++++ Texto fuente ++++

Un par de años después, todavía sin perro pastor, fui al Sur de Tenerife para visitar una floreciente explotación caprina, junto a mi compañero Morín, que había sido cabrero desde pequeño. Allí se encontraba una perra garafiana parida y él pensaba recoger algunos cachorros para entregarlos a pastores. Los fue probando uno a uno por el sistema de agarrarlos de la piel del lomo dejándolos en el aire. Si se quejaban no servían. Con el convencimiento de que estábamos haciendo algo bueno para los ganaderos, llevamos los perros a nuestra granja para repartirlos en la siguiente semana. Así pues, Morín, satisfecho con lo que íbamos a hacer, se fue al norte de la isla con tres animalitos, pero volvió con una cachorra. El potencial dueño no podía tenerla porque ya se había hecho con otro perro de pastoreo y, como consecuencia, la perrita regresaba al centro. Ya nos había costado desprendernos de todos esos simpáticos garafianos por lo que fue recibida con alegría y decidimos que iba a ocupar el puesto de Kulber. Lola había llegado a casa.

++++ Datos extraídos ++++

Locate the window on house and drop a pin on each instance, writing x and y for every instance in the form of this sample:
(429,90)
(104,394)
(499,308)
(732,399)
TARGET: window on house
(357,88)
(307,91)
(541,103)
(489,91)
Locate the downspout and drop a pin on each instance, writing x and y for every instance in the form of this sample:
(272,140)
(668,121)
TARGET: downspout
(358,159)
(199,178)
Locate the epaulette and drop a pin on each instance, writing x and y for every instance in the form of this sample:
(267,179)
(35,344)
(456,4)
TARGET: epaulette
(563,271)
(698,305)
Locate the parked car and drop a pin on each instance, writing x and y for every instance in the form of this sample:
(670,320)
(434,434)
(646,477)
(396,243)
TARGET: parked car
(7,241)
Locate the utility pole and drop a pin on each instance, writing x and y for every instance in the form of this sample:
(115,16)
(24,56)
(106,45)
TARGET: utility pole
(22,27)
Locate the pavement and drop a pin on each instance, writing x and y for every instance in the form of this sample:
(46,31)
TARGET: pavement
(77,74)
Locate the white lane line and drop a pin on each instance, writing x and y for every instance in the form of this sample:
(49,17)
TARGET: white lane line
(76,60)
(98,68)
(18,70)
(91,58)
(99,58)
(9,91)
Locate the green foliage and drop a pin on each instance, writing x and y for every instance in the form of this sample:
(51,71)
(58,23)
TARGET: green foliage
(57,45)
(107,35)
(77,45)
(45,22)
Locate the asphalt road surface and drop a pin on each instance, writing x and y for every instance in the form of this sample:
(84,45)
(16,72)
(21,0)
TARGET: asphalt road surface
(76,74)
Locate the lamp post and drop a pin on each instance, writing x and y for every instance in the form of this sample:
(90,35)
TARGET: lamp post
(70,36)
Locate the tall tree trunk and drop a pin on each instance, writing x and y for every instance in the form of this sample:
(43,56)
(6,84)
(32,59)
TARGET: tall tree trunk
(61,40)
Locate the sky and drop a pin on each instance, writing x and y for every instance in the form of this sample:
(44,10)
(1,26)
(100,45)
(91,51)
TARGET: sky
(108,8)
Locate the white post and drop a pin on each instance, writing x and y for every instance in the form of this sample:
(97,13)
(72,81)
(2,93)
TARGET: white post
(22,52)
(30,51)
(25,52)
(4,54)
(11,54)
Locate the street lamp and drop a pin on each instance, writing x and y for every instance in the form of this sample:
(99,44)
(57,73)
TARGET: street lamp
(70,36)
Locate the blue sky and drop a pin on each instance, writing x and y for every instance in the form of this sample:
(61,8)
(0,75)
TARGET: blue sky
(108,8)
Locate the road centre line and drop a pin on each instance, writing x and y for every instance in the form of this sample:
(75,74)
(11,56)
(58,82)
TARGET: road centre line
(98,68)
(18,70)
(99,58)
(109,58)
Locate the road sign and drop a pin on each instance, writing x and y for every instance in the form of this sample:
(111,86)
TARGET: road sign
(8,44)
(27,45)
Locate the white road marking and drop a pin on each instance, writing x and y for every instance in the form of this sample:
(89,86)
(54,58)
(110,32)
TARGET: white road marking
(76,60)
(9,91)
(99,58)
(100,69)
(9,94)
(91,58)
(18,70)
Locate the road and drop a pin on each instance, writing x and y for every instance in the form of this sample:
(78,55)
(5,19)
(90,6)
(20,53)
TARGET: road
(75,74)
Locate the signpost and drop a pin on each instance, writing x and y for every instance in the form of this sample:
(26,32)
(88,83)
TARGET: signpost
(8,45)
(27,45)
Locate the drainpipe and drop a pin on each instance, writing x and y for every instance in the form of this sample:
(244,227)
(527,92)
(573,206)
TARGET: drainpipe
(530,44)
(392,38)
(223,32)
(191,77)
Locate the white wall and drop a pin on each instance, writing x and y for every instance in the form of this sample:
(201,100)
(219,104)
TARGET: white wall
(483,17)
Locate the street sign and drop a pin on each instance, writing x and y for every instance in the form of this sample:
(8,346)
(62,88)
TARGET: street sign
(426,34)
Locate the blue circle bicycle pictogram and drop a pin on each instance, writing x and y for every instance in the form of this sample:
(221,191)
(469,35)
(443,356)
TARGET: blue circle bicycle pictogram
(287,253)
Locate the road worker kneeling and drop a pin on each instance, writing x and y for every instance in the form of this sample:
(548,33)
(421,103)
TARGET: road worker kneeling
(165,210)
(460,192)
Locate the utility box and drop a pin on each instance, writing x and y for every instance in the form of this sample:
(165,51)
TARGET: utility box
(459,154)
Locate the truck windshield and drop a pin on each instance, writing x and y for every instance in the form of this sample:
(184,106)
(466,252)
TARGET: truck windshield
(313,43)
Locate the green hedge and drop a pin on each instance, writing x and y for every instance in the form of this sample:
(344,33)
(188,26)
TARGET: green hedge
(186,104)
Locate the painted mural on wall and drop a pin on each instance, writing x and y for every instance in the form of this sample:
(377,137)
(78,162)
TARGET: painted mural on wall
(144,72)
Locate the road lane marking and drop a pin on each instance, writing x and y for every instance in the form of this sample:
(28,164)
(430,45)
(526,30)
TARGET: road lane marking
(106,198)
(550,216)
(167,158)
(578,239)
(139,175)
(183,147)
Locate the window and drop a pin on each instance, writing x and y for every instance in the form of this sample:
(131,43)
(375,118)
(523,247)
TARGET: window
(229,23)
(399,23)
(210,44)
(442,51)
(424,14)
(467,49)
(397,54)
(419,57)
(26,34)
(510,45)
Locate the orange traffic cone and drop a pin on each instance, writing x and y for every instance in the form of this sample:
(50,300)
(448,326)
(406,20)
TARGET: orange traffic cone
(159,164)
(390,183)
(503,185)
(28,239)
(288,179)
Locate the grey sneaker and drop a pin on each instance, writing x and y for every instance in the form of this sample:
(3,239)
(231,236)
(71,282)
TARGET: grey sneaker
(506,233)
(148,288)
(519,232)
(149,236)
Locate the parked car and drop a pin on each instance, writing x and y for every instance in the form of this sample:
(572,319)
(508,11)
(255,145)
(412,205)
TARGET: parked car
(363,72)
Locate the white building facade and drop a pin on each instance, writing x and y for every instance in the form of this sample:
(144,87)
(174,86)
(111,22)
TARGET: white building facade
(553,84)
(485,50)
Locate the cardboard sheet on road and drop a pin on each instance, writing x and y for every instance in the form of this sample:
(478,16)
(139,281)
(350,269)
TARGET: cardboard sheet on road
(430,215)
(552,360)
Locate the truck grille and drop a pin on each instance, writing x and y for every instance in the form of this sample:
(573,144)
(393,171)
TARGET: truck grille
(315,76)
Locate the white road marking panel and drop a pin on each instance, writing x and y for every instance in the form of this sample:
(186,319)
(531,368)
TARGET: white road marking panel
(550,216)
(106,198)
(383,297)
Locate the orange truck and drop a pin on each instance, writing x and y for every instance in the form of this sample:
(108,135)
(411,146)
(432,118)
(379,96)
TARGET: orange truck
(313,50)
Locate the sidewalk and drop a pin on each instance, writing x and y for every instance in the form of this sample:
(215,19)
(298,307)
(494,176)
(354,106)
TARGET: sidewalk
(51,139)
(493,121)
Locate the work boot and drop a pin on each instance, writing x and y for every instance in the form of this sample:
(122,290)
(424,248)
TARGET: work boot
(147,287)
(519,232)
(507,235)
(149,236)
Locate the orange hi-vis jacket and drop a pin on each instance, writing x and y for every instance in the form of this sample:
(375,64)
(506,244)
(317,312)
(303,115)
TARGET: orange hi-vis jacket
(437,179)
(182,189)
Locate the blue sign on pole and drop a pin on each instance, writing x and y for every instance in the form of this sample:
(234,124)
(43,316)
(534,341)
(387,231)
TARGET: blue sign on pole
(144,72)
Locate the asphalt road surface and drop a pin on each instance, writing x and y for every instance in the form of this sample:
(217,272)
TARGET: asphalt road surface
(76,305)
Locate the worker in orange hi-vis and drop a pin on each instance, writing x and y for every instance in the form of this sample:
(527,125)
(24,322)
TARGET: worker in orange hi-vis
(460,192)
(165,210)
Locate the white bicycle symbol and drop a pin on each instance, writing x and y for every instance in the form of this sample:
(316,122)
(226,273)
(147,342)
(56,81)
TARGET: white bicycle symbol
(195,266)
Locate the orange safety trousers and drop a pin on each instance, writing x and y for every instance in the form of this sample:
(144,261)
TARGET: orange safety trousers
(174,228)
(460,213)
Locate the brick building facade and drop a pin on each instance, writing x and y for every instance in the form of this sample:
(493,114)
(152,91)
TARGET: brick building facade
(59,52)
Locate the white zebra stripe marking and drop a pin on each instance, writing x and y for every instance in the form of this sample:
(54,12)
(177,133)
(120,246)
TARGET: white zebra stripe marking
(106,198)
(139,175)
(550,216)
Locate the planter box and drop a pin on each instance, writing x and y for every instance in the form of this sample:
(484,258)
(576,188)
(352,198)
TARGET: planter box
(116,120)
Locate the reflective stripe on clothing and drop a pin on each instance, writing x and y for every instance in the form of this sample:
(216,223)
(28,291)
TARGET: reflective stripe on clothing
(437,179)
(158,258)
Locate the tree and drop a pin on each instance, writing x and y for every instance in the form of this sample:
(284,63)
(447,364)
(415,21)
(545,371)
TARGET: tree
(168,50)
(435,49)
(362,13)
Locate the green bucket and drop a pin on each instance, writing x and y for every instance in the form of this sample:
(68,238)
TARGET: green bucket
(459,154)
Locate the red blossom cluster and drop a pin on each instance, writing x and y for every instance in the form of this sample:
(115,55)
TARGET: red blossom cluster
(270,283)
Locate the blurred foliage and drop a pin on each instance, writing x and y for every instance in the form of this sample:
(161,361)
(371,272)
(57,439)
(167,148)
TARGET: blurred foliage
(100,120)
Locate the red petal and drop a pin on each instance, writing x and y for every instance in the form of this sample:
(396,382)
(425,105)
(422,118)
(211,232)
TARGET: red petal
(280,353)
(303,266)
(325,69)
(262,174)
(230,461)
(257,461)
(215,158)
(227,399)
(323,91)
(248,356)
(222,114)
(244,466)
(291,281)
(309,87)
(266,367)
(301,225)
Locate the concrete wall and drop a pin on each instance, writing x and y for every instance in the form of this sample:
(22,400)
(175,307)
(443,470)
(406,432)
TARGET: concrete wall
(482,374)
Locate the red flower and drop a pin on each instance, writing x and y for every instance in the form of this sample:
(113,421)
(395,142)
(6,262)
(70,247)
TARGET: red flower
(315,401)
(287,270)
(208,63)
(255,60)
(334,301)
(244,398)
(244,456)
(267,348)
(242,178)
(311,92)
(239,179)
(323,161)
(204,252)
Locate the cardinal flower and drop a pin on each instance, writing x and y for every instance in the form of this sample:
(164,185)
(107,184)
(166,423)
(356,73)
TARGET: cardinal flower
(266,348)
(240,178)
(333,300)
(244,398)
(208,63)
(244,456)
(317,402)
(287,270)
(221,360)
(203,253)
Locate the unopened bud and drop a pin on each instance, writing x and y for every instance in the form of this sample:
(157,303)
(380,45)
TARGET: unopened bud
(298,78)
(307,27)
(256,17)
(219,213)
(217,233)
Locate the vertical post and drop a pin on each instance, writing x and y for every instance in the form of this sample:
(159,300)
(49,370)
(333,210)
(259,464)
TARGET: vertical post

++++

**Qué se pide**
Copia completo y sin cambios el texto fuente de arriba sobre la cachorra garafiana que se quedó en la granja.

**Respuesta**
Un par de años después, todavía sin perro pastor, fui al Sur de Tenerife para visitar una floreciente explotación caprina, junto a mi compañero Morín, que había sido cabrero desde pequeño. Allí se encontraba una perra garafiana parida y él pensaba recoger algunos cachorros para entregarlos a pastores. Los fue probando uno a uno por el sistema de agarrarlos de la piel del lomo dejándolos en el aire. Si se quejaban no servían. Con el convencimiento de que estábamos haciendo algo bueno para los ganaderos, llevamos los perros a nuestra granja para repartirlos en la siguiente semana. Así pues, Morín, satisfecho con lo que íbamos a hacer, se fue al norte de la isla con tres animalitos, pero volvió con una cachorra. El potencial dueño no podía tenerla porque ya se había hecho con otro perro de pastoreo y, como consecuencia, la perrita regresaba al centro. Ya nos había costado desprendernos de todos esos simpáticos garafianos por lo que fue recibida con alegría y decidimos que iba a ocupar el puesto de Kulber. Lola había llegado a casa.